— start of SOURCE —

I know how to save The Washington Post! Just have Jeff Bezos, net worth $196 billion as of June 4, 2024, owner of the newspaper, give it to MacKenzie Scott, net worth $33.3 billion as of June 4, 2024, Mr Bezos’ ex-wife and a noted philanthropist who has no problem in giving away her money. Just a straight-up reassignment! Mr Bezos stops losing $77 to $100 million a year on the Post, and Miss Scott, with five times as much money as Patrick Soon-Shiong, net worth $6.3 billion as of June 4, 2024, and who is finding the Los Angeles Times’ losses too much to bear, can easily handle losing money, because she doesn’t seem to care if she makes money or not.
“I Can’t Sugarcoat It Anymore”: Will Lewis Bluntly Defends Washington Post Shake-Up
Addressing a rattled newsroom in the wake of Sally Buzbee’s resignation, the Post’s CEO and publisher stressed the need for taking “decisive, urgent action to set us on a different path.”
by Charlotte Klein | Monday, June 3, 2024
When Washington Post publisher Will Lewis and new interim executive editor Matt Murray met with staff Monday, the newsroom was still coming to terms with the abrupt exit of Sally Buzbee, who had led the paper since May 2021.
“Everyone was pretty shocked with your email last night,” one reporter said at the meeting, according to a source present. The reporter suggested that “the most cynical interpretation sort of feels like you chose two of your buddies to come in and help run the Post, and we now have four white men running three newsrooms,” and expressed surprise at this development given Lewis’s prior commitments to diversity.
When you are losing $77 million a year, ‘diversity’ doesn’t seem to count all that much. Mr Bezos, who bought the Post for $250 million in 2013, which had “been unable to escape the financial turmoil that has engulfed newspapers and other ‘legacy’ media organizations,” — the Post’s genteel way of saying that the newspaper had been losing money — and The New York Times noted last year that the billionaire is now taking more direct oversight and wants the Post to actually make money.
Murray, who previously led The Wall Street Journal, will replace Buzbee as executive editor through the presidential election, at which point, Robert Winnett, a veteran of the UK’s Telegraph Media Group, will take on the new role of editor. Murray will move over to a new division of the paper that Lewis referred to as its “third newsroom” — Opinions being the second — which will focus on “service and social media journalism” and run separately from the core news operation.
Am I the only one who thinks that perhaps, just perhaps, “Opinions” being the “second newsroom” is a significant part of the problem? A screen capture from the Post’s online home page taken at 1:30 PM EDT, which you can click on to enlarge, shows seven different opinion columns this Tuesday afternoon, seven different pundits telling readers just what they think. How much is Jennifer Rubin being paid? How many dollars of that $77 million loss comes from paying Dana Milbank?

— end of SOURCE —

* AIM 1
Rewrite the rows from the start of the rows through the line containing "[[255, 500], [205, 564]]" as a numbered list, omitting blank lines and the pictures.
The commentary and the rows below it come from unrelated sources.

— start of DATA PROVIDED —

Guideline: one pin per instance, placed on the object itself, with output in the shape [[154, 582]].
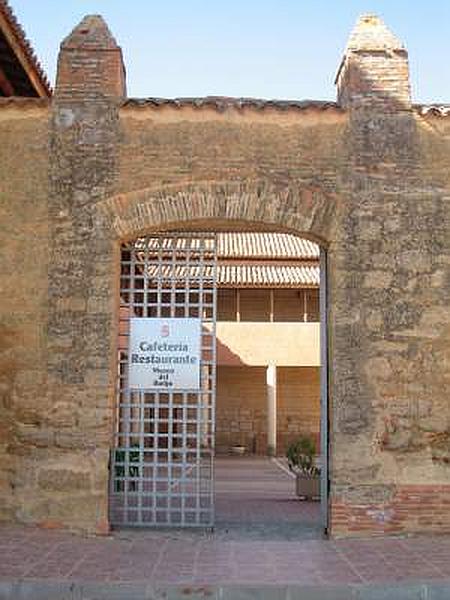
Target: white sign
[[164, 354]]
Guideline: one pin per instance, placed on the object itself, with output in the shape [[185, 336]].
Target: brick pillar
[[271, 380], [83, 147], [373, 307], [374, 69]]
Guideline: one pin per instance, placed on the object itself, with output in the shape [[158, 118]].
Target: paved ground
[[255, 500], [205, 564]]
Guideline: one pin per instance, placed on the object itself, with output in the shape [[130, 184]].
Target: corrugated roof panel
[[265, 245]]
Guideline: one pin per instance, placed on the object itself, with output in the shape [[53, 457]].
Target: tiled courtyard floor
[[227, 556]]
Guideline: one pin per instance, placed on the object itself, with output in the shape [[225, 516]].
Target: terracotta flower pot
[[307, 486]]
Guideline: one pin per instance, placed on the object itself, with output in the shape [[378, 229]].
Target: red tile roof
[[12, 30]]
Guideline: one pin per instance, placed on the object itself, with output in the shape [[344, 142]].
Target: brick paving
[[166, 558]]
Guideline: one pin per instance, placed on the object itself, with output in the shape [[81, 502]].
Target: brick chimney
[[90, 63], [374, 69]]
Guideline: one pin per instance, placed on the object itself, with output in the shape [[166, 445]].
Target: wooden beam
[[27, 66], [5, 85]]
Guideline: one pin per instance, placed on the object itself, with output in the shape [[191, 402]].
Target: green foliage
[[301, 455]]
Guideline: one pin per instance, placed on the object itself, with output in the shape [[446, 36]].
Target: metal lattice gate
[[162, 460]]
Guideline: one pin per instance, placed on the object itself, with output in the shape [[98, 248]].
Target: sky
[[284, 49]]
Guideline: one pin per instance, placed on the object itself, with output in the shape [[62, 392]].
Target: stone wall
[[369, 180], [241, 408]]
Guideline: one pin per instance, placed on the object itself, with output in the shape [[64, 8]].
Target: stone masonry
[[367, 177]]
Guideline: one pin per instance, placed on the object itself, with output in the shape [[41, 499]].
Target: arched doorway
[[135, 214]]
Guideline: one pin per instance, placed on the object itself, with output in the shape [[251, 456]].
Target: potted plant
[[301, 456]]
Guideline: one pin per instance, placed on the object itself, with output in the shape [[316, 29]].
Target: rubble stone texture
[[368, 178]]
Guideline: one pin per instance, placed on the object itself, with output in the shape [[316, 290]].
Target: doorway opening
[[213, 453]]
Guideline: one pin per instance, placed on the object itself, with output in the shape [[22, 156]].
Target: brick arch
[[257, 205]]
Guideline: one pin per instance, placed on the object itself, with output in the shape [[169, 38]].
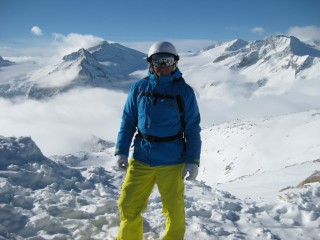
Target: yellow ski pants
[[136, 189]]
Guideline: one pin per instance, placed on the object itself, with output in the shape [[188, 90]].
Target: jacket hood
[[165, 79]]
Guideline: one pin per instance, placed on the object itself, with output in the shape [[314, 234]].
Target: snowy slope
[[260, 110], [63, 202], [106, 65]]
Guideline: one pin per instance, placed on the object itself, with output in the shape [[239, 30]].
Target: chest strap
[[160, 139]]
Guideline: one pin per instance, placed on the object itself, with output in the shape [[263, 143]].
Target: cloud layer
[[36, 31]]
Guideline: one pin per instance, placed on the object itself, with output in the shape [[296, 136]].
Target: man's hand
[[192, 169], [122, 161]]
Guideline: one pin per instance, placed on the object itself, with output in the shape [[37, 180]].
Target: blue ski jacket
[[159, 116]]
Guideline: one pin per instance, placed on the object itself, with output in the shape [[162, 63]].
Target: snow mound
[[43, 199]]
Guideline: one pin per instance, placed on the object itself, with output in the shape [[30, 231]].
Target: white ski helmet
[[162, 47]]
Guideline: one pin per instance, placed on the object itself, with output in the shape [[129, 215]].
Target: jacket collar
[[164, 79]]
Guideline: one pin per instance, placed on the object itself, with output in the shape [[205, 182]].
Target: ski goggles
[[158, 59]]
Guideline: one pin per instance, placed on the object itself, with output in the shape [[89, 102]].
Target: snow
[[260, 133], [79, 201]]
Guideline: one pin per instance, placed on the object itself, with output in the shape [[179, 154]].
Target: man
[[163, 110]]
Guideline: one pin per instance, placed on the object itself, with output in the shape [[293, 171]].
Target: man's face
[[163, 64]]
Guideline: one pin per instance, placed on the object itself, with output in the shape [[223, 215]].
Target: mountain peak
[[236, 44], [80, 54], [291, 44]]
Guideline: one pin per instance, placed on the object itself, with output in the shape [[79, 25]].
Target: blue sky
[[147, 21]]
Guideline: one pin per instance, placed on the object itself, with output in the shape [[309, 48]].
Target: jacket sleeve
[[128, 124], [192, 128]]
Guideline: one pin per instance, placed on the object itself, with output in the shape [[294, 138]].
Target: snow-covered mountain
[[107, 65], [260, 110], [273, 66], [49, 199]]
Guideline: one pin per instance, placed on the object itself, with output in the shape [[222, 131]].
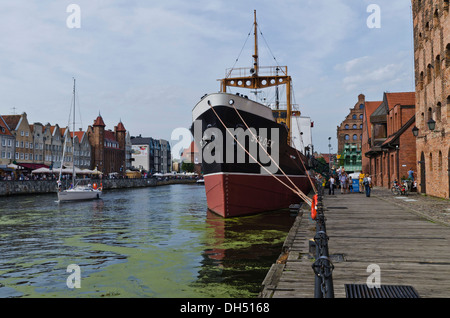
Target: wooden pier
[[409, 249]]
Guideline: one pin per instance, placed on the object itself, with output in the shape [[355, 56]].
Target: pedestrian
[[343, 180], [350, 184], [367, 181], [411, 175], [332, 181], [361, 186]]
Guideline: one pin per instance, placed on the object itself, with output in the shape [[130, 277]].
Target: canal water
[[156, 242]]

— end of DATA PROVIDED —

* AIM 2
Answer these questions from the commentary on The Washington Post:
(a) Since when had Sally Buzbee led the paper?
(b) How much did Jeff Bezos pay for the Post, and in what year?
(c) Which media group is Robert Winnett a veteran of?

* FINAL ANSWER 1
1. Guideline: one pin per instance, placed on the object itself, with output in the shape [[154, 582]].
2. Target: white sign
3. [[164, 354]]
4. Guideline: one pin per instance, placed on the object itself, with output in the shape [[185, 336]].
5. Target: brick pillar
6. [[271, 380], [83, 147], [373, 307], [374, 69]]
7. Guideline: one pin per instance, placed on the object itself, with output in the shape [[158, 118]].
8. Target: paved ground
9. [[255, 500], [205, 564]]

* FINAL ANSWER 2
(a) Since May 2021.
(b) $250 million, in 2013.
(c) The UK's Telegraph Media Group.